• [Coordinate labeling data]
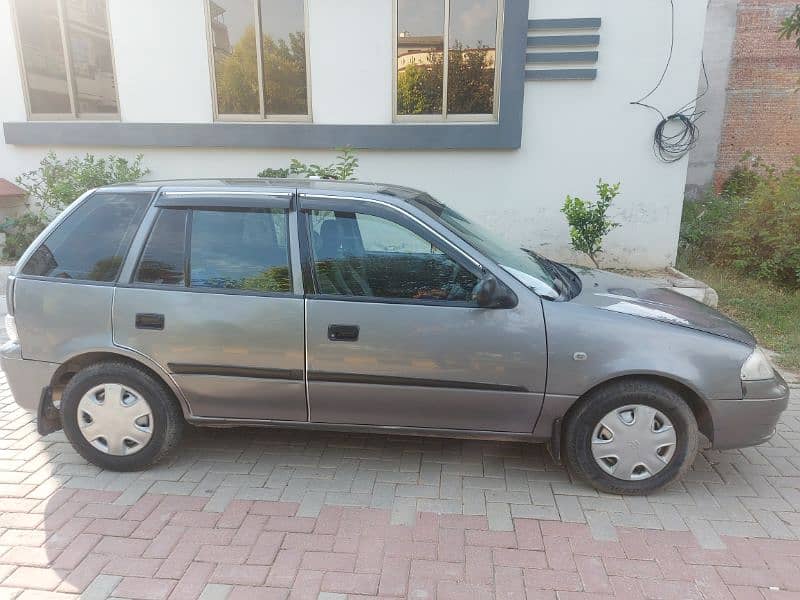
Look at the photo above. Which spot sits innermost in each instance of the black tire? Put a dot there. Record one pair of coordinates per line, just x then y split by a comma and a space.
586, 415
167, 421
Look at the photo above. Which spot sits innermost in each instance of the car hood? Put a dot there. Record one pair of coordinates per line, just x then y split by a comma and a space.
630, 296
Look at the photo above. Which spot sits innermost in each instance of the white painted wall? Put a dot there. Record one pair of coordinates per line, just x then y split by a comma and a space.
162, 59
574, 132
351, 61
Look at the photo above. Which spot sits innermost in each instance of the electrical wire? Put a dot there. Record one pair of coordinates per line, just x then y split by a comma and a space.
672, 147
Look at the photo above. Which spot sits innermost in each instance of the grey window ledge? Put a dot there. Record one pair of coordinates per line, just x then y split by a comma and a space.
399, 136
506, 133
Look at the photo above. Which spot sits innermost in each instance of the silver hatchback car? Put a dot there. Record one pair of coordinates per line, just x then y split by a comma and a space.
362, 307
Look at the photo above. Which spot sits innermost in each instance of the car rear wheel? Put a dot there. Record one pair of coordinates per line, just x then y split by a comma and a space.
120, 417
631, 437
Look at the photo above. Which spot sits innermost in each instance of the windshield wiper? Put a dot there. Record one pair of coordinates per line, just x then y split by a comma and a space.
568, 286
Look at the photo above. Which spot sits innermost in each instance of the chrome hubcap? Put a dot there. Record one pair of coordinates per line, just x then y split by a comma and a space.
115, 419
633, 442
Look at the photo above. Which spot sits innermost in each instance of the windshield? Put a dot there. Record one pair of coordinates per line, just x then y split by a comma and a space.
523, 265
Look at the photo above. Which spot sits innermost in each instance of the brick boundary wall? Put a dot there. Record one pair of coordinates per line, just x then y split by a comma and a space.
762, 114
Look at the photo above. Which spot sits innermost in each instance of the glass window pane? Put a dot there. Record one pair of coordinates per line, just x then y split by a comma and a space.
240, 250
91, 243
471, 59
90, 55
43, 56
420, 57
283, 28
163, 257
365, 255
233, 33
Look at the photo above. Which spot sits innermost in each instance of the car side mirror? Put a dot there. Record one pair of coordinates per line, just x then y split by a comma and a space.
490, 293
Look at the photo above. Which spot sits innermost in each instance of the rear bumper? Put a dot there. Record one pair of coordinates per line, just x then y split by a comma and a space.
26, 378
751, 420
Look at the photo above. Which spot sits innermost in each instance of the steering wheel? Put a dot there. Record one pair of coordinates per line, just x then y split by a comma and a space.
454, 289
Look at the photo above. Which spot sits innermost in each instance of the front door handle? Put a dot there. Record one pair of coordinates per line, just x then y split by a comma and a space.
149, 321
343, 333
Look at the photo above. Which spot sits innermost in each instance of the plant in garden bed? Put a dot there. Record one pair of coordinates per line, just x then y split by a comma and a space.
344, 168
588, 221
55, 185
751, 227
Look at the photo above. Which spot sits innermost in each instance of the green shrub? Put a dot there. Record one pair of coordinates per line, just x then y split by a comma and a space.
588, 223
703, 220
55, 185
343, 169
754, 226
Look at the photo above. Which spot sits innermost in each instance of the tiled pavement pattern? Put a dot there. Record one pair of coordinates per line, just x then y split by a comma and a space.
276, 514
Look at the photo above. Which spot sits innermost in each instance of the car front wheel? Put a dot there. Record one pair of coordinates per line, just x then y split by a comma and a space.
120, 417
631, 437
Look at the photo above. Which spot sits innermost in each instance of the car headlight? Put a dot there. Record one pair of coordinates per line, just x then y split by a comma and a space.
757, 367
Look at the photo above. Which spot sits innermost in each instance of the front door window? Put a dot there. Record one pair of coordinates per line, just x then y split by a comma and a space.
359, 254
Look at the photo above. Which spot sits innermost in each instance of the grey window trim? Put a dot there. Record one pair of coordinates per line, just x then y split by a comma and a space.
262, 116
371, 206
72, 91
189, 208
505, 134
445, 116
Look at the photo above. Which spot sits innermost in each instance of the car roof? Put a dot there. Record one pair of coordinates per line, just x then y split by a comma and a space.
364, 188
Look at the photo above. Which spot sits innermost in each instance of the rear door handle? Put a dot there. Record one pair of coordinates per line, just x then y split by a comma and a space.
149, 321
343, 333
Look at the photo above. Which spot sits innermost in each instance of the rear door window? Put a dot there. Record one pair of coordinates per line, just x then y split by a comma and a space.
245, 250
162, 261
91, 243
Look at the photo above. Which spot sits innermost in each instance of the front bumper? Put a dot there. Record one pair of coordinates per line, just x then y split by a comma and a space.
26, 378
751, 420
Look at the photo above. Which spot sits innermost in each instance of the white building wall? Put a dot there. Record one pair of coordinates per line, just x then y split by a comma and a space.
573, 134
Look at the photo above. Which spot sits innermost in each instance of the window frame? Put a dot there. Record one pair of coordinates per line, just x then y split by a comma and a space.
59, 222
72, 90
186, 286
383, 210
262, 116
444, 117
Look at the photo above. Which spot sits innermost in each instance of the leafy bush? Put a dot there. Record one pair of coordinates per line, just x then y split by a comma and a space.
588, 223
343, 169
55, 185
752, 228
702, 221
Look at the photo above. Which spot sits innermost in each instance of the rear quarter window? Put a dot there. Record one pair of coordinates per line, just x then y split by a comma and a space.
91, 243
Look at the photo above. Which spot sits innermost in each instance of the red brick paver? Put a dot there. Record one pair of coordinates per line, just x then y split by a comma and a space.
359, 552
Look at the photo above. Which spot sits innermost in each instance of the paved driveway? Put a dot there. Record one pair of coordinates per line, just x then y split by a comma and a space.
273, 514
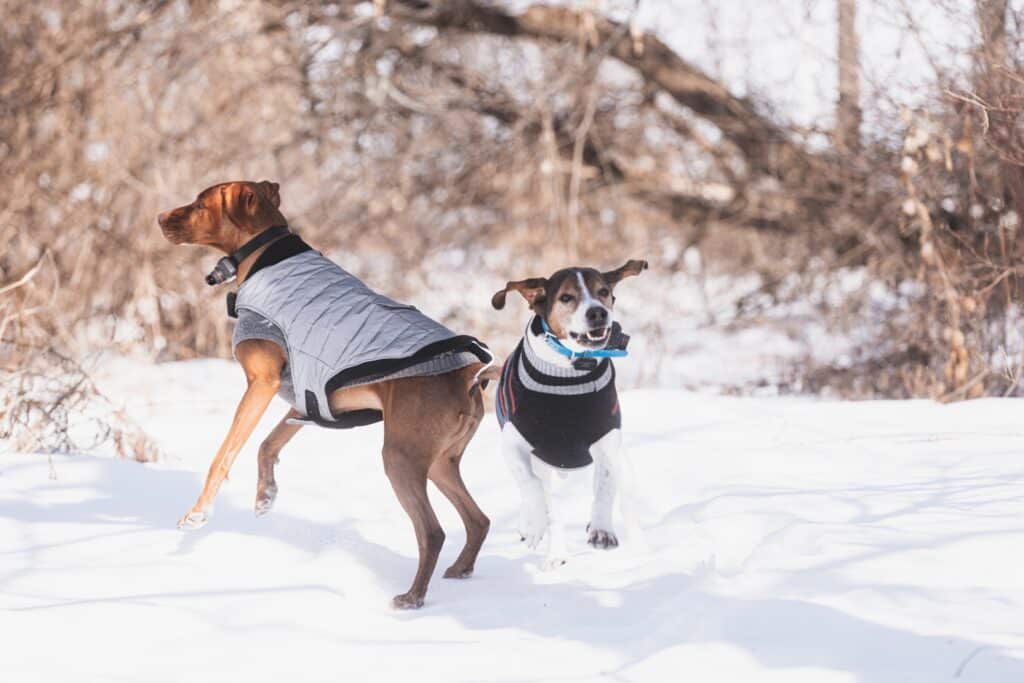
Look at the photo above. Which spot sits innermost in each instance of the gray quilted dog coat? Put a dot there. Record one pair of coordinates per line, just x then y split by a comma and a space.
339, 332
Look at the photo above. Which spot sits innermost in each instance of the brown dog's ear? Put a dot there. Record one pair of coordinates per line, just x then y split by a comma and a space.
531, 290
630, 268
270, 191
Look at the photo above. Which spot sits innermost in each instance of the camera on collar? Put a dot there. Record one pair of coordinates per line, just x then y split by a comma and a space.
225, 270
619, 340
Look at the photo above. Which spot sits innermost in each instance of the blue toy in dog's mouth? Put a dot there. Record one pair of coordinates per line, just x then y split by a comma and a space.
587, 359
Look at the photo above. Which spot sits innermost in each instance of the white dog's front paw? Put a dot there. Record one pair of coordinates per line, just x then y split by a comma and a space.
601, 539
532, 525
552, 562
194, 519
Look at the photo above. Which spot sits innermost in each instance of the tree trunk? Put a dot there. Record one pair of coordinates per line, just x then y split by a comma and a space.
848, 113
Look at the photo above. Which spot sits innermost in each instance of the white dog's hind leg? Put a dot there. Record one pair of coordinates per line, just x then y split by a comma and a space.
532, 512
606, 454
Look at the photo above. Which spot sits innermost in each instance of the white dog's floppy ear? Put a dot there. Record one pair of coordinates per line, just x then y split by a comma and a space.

• [Stated problem]
Give the data again exactly as written, with all pictures left out.

• [Written reply]
Look at the photo above. Which spot sits innermost in each instance of the black tire? Put a dot there. Record one pair of coordinates per line, just x then y split by a comma and a space.
586, 415
167, 421
Look at the photo above. Which spot sits innermost in each instance of the car hood? Put a dot there. Record one pair of coordinates per line, just x then y split by a comma and a space.
630, 296
Look at the photo above. Which spot sits innermost in each instance of the white painted wall? Put a dot there. Record one pair of coordinates per line, just x then y split by a comma and a space.
162, 59
574, 132
351, 61
Look at the photo above. Which spot sits innermost in each instance of the electrical wire? Put a dot there. Record one pair of coordinates per line, just x then y split by a comma and a space.
672, 147
Look at the photo above. Which spot sits innermost in each instance of the grey window ledge? Put a dot there. Record one pair of coordinates per line, just x then y split by a comma and a space.
399, 136
506, 133
Look at the photo above. Which spot sits innermost in each instance of the silver hatchback car? Put a dot there. Record one pair of coordinates per line, just x then y split by a comma and a space.
362, 307
Look at the photo above. Which spot sits innermost in each instance of the car rear wheel? Put a dot there. Record one pair of coordinates per line, just x then y split by a comma and a space.
120, 417
631, 437
Look at the photo above. Which spot sits innermost in each instance of the windshield wiper? Put a dot there. Record one pair of coordinates per line, just x then y split by a comma and a space.
568, 286
Look at the photo above. Which spot sits innermost in each instance of the chrome hubcap? Put a dot there. Record one pair of coordinates per line, just x then y split by a comma and a space.
115, 419
633, 442
Look at the photo above. Which spot sits innermost in each instance of the windshield? Put a dot there. Record one pair of coordinates per line, just x then y split by a comma and a space.
523, 265
Look at the photo above. Which spot sits innermost in each instance of the brick boundary wall? Put a dot there. Record one pair of coordinates per line, just x then y split by a comma and a space.
762, 114
Look at the photo above. Which spot sits innermost in each instance of the glass window pane? Put a dot there. Record one pair of coordinates per line, just x then y split by a comma and a space.
240, 250
91, 243
471, 59
90, 55
43, 56
420, 57
283, 28
163, 257
365, 255
233, 33
Look at the photo above. Which spot sits innermost in each instance of the car side mirror? Put a dot there. Record one pair of coordinates per line, just x then y split by a comma and a space.
490, 293
Look at the photo above. Which spot sits innermost in each instance of the rear bumper? Put a dot there. Record one pair of coordinates per line, just x then y split by a comma and a space.
26, 378
751, 420
Look at the photo above. Which spot sits innermost in each instance of the steering wheel? Put a dot there. Record one pair of coordinates per line, just x then y split by a comma and a space.
454, 289
Look at the photo above. Which spot sits innermost in each instance of the front door handle? Put a dot there. Record one pair of coordinates per line, just x then y split by a comma and a space.
149, 321
343, 333
Look at the photo above. Which spot sits innermost in each instance of the plant in garden bed? Put a dot there. Record one pair of coordinates per line, just x then y split by a comma and a space.
344, 168
588, 221
55, 185
751, 227
Look at the photo above. Which spot sits innermost in each instance of the green shrub? Put a dot there. Record one pair of coordinates per line, just x then y split by a comma and a space.
588, 223
703, 220
55, 185
343, 169
754, 226
Look at the photo above. Which spot sits innermost in each instance of the tiled pavement pattern? Put a dot there. Record one pair of coordinates per line, just x then y split by a comma and a space.
276, 514
Look at the photo above. Which spot sits innermost in each instance of the car front wheel? Put a dot there. Record one pair of coordinates per line, just x then y split by a comma and a space.
120, 417
631, 437
Look at the photo above. Which spot sits innermost in each instance of the car headlight? Put a dot there. Record one pair of coordinates per line, just x then y split by a comma and a space.
757, 367
Look at the photo above. Which spot sits innermost in each instance of the front door window? Put a dot there. Record one pair of coordinates per line, just x then y split by a comma and a space.
359, 254
Look at the photo above. Which spot sits innermost in each instance of the grey window trim? Put a dot there. Record one pair of coordinates per line, just x then y split by a comma and a space.
262, 116
371, 206
72, 91
189, 208
505, 134
445, 116
Look at the photo above. Which spot sits innermost in each instance of the car roof? Put a dot there. Record one pair of coordinates per line, just x then y split by a comma and a space.
364, 188
Look at the photo above. Which spot sits innermost in each instance of the rear door handle? Put a dot there. Record one pair of coordinates per line, just x then y split by a comma and a space.
149, 321
343, 333
Look at the photo above. Which spot sits innermost in each instance of the rear door window? Put a dot there. Record one pair of coordinates per line, just x then y split by a comma and a space.
245, 250
162, 261
91, 243
Look at the photo above. Which spot sits innermost in each instance of the front bumper? Put a dot there. Record one pair of coordinates per line, just x then y split by a comma and a space.
26, 378
751, 420
Look at the photo above. Which spot sits innermost in each instance of the white building wall? Put a dot there. Record one pair of coordinates per line, just x then y split by a comma and a space.
573, 134
Look at the photo above. Which spot sits innermost in each instance of the window frame? Put a dot there. Record one pair of coordinates per line, just x then y split by a comma and a space.
59, 222
72, 90
186, 286
383, 210
262, 116
444, 117
Look at the photo above. Which spot sits innermost in each instance of the leafy bush? Put a dot there. Record one pair of coordinates per line, just x then y split by a comma and a space.
588, 223
343, 169
55, 185
752, 228
702, 221
Look at the photo above. Which spot sits innermost in each instance of the rear quarter window? Put a dot there. Record one pair of coordinates per line, just x then y split by a comma and a space.
91, 243
Look at the photo above. Which spot sits innermost in each instance of the red brick paver? Put a dot there. Record one pair of coordinates per line, just x then y split by a comma and a space.
359, 552
Look at the photo above. Which spot sits innermost in each instance of the paved driveway? Put a dot there. Record one pair of coordinates per line, just x then y split by a comma and a space.
273, 514
Look at the photo above. Which spot sits innermost in each instance of the gray quilted dog coat? Put a dot there. Record one pair of coordinates per line, just x then y split by a comma and a space.
339, 332
Look at the photo above. Which spot sits innermost in each instance of the brown dog's ear? Put a dot there. Record one pair of coordinates per line, just x then y split by a comma and a space.
531, 290
630, 268
270, 191
Look at the photo above. Which spot sits innermost in each instance of the camera on collar? Put a dot there. Record one pair of coordinates per line, just x then y split by a comma and a space.
225, 270
619, 340
Look at the photo above. Which spot sits innermost in each instance of the blue toy in dog's mouth? Put a dot there. Record one pair of coordinates per line, just x then y split by a comma and a space.
587, 359
Look at the photo above. Which spot sits innermost in each instance of the white dog's front paw? Put a dot there. Record one pair of coordinates per line, just x then y split by a comma and a space.
601, 539
532, 525
552, 562
194, 519
Look at the photo above. Which spot sits innermost in each instance of the tree trunk? Put a dot there. Record one pair of coordinates per line, just x then y split by a comma and a space.
848, 113
Look at the photo above. Which spot sits innermost in each instance of the white dog's hind leg? Put a dot there. Record one pair of coordinates per line, just x then y split by a comma and a space.
532, 512
606, 454
Look at the photo above. Which spot sits innermost in each instance of the white dog's floppy ear? Put a dot there. Record one pair of coordinates per line, just x then y split by a comma and a space.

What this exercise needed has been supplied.